(Image point grounding data)
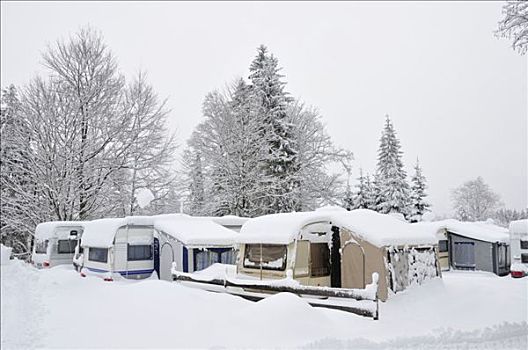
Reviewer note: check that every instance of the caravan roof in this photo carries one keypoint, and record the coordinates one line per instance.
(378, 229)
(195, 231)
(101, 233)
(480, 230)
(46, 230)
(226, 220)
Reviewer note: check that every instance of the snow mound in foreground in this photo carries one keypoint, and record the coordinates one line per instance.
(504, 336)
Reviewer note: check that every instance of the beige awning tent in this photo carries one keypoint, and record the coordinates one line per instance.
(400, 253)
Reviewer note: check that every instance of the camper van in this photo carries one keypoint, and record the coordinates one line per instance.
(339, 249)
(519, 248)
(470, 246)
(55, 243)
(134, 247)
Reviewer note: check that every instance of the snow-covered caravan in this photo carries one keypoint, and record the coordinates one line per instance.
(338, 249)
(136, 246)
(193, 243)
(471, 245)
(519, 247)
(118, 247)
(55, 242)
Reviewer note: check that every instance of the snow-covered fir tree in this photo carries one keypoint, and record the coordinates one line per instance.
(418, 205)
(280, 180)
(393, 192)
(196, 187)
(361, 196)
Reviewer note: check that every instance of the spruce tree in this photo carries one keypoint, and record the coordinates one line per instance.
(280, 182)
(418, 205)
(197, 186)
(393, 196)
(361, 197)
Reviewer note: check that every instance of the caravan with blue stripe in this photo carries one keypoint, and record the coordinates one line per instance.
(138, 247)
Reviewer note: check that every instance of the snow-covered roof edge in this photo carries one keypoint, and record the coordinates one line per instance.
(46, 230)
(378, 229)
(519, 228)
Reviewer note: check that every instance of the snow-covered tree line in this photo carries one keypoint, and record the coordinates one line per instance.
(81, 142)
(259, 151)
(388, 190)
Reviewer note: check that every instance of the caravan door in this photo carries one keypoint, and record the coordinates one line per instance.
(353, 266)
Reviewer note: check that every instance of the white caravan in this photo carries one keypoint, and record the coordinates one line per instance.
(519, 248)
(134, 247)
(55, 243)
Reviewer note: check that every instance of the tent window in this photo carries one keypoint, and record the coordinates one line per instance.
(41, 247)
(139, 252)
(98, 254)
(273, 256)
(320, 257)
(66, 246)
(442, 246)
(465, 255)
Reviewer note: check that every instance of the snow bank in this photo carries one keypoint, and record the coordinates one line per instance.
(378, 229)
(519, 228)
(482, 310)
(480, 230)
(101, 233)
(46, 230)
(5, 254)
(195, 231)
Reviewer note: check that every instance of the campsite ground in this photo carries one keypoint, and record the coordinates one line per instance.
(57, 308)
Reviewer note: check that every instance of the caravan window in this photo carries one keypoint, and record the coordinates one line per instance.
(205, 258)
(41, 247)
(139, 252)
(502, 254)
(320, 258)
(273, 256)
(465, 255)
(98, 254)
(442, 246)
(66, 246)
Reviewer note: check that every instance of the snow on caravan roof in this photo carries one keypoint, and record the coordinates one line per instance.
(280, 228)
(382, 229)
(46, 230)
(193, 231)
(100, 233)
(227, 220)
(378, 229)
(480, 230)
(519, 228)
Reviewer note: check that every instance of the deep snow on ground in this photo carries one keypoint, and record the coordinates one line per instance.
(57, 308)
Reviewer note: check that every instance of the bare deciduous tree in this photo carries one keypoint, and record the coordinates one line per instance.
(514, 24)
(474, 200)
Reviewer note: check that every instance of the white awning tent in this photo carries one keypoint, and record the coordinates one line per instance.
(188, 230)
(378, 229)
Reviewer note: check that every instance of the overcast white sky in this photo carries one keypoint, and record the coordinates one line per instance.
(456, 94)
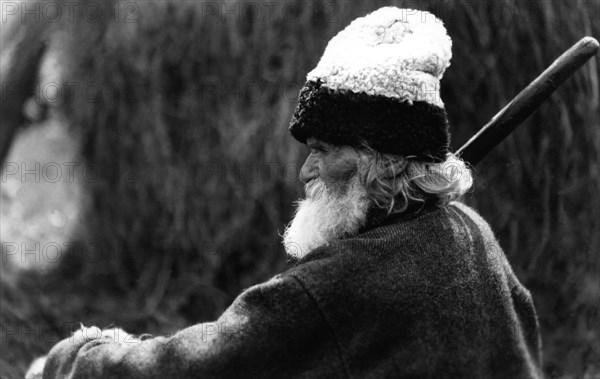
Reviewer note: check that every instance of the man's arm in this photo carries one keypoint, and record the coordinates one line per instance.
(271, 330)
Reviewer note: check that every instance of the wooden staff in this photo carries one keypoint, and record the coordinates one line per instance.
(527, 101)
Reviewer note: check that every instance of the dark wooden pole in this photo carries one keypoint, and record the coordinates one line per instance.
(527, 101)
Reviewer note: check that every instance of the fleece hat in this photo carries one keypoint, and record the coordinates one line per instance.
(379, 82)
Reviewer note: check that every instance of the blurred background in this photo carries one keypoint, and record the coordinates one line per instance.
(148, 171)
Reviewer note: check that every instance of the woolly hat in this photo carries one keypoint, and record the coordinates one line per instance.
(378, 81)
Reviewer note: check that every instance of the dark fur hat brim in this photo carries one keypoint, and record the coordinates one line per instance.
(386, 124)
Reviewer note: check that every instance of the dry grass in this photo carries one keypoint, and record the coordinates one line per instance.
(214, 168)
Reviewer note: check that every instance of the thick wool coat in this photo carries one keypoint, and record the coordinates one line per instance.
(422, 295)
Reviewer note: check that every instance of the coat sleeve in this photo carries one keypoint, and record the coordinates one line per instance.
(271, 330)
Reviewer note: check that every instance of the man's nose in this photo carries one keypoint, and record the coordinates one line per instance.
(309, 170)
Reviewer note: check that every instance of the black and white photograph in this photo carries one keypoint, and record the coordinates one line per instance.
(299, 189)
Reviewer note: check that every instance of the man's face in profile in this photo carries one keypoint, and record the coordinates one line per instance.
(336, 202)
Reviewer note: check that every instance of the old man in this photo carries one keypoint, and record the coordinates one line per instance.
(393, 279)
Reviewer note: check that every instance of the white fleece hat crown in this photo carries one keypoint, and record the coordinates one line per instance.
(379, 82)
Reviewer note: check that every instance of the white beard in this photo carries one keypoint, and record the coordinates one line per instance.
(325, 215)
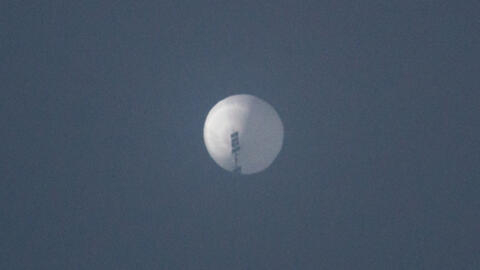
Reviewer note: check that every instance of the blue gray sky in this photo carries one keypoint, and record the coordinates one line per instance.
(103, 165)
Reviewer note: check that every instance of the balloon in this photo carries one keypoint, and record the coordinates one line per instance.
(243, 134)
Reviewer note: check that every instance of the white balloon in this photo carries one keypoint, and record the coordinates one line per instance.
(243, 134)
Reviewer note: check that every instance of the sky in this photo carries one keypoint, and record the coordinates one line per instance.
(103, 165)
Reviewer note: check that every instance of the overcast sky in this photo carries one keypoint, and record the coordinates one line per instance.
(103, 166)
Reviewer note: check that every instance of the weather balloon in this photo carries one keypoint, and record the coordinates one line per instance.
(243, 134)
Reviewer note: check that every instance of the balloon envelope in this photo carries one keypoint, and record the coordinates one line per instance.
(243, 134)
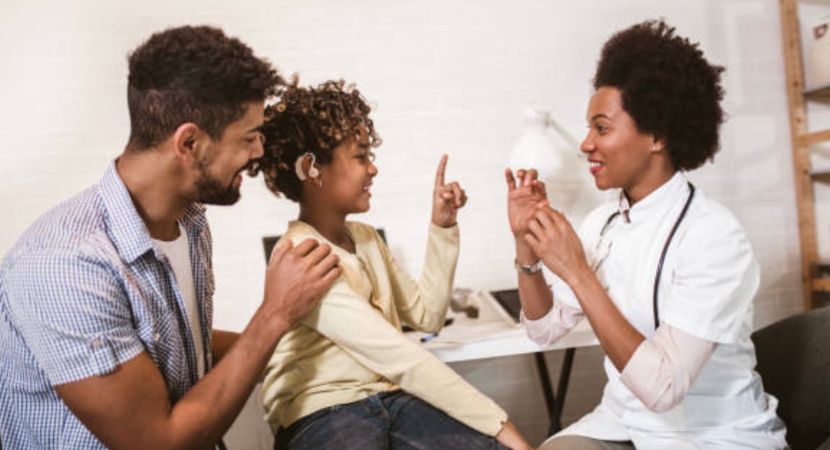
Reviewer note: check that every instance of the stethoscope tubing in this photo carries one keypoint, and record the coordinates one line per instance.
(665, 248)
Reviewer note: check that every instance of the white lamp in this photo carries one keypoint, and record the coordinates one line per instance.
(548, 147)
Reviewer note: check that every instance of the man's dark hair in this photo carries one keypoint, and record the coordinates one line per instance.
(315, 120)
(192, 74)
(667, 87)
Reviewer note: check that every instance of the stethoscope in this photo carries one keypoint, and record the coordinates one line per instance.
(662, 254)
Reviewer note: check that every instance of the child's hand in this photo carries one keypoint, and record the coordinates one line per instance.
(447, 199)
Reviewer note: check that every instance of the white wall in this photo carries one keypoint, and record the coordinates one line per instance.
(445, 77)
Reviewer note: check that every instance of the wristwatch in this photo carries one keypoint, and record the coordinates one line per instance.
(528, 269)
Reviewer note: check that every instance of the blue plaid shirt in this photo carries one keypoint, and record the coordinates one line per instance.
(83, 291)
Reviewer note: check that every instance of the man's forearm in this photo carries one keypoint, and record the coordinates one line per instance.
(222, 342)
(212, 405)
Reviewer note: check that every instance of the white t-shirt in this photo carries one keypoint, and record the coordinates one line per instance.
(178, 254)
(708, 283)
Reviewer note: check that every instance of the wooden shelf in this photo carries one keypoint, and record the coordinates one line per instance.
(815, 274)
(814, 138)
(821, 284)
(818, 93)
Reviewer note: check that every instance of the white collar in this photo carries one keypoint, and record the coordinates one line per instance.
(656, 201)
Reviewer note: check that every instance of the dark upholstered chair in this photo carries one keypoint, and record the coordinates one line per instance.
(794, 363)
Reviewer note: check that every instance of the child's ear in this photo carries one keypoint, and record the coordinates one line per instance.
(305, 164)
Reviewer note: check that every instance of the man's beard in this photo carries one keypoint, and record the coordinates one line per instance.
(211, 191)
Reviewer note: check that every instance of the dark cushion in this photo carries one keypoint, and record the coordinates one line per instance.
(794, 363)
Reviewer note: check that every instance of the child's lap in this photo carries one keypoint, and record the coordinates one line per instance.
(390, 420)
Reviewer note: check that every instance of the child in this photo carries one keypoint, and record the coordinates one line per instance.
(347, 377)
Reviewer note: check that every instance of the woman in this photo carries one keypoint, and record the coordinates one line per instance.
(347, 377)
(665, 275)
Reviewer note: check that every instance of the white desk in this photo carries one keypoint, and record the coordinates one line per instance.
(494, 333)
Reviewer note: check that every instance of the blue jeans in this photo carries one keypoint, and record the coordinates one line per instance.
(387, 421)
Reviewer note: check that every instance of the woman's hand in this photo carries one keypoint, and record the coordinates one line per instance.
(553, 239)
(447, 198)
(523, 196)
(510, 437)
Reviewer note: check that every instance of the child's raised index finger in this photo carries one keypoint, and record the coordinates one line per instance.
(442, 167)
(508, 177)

* **Exercise prompt**
Respond with the exact lines running from the one that contains "Reviewer note: check that every instance of the child's ear" through the last line of the data above, and no other lines.

* **Answer to this task**
Reviewer note: check that every instance of the child's ear in this photo carries one keypoint, and record the coordinates one line per instance.
(305, 164)
Reviewer note: check that every instance of the man's beard in this photo carries one keypoint, and record the coordinates one line per instance.
(211, 191)
Reviewer note: check that every instance of the dark cushion in this photo carries one keypoint, and record the coordinates one line per instance.
(794, 363)
Reviewer note: check that every instance of the child's lap in this photo carries one keypoint, and record the coordinates one line per instance.
(390, 420)
Reviewer note: check that every instance of the child in this photo carries one keypoint, and record the coordinates one line per instance.
(347, 377)
Reviewer note: check that every instance of the woman in this photo carries one keypoint, and record the coordinates one line per instance.
(347, 377)
(665, 275)
Reviewer note: check that every instance of the white desk in this photo carries one keypoint, and record the coordinates one line per instance.
(494, 333)
Reviewer note: check that every instance of the blue jeans in this photo carries one keypoint, and record the coordinates one line per instance.
(387, 421)
Reviewer note: check that every instance of the woman's hand in this photo carries one keypoint, and record the coordinates one line per instance.
(553, 239)
(447, 198)
(523, 196)
(510, 437)
Reviewer note: check that every instance of the child's raised index finger in this photo carries one keypoint, and record the coordinates one line per instance.
(442, 167)
(508, 177)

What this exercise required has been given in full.